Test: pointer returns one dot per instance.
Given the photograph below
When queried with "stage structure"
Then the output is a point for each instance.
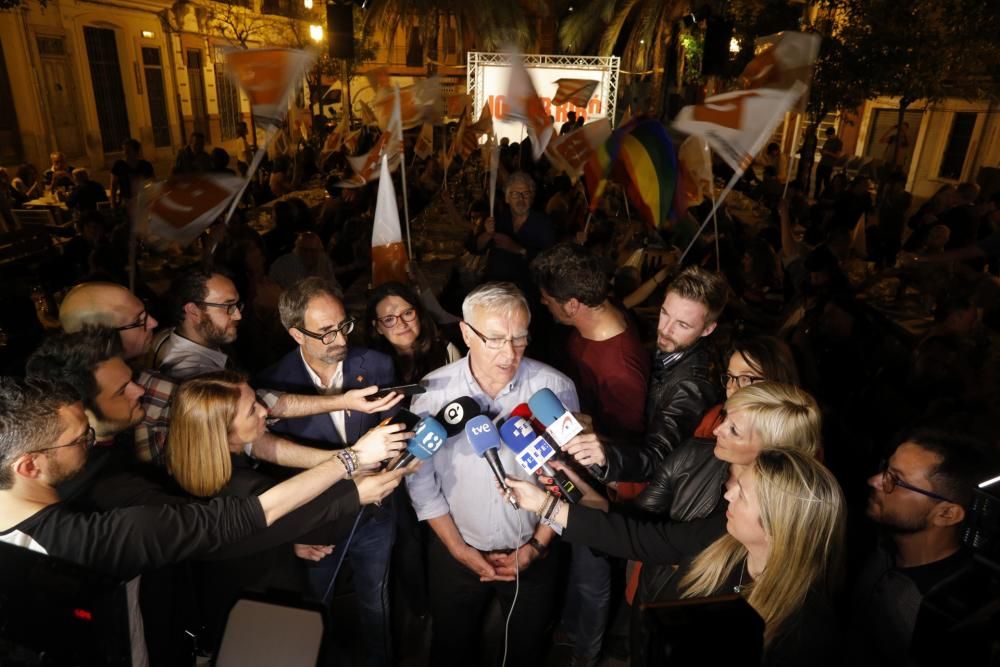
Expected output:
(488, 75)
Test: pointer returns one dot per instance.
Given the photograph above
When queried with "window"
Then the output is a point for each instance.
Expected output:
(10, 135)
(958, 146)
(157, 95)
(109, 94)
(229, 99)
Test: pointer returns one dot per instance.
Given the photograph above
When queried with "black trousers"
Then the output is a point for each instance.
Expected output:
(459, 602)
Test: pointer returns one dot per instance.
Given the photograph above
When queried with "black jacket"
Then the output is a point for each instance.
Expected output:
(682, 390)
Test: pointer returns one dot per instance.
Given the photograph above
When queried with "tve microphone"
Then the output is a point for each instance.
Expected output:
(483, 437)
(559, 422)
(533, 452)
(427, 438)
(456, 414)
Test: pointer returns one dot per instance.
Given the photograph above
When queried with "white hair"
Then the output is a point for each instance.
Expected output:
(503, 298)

WORK REQUEST :: Write out the records above once more, word for word, with no pictures.

RESULT FOR THIS EXERCISE ::
Test: pointer returns one dot per instance.
Given the photograph below
When queried with "stage structure"
Then the output is a point for each instance.
Expected output:
(488, 75)
Test: pointer returns one dot per instance.
Given the photograph above
When queried with "window"
Then the output is a point for each instance.
Expected output:
(10, 135)
(958, 146)
(157, 95)
(109, 94)
(229, 99)
Test: pointer returns one dot per instance.
Given the photograph above
When queried with "black trousers"
Then the output is a point for each instance.
Expected output:
(459, 602)
Test: pointer returns one dot per instance.
Given the photograph above
When queried with "black jacket"
Then the output is a point for each instance.
Expected output:
(682, 390)
Test: pointer returns one dot per instance.
Given the photograph above
When queried with "tve microphone"
Then the output is a point for each instance.
Expected output:
(483, 437)
(559, 422)
(533, 452)
(427, 438)
(456, 414)
Test: pointer returns one dot per instance.
Given the photograph above
When queried with "white hair"
Then the output is a point for each instance.
Expected output:
(503, 298)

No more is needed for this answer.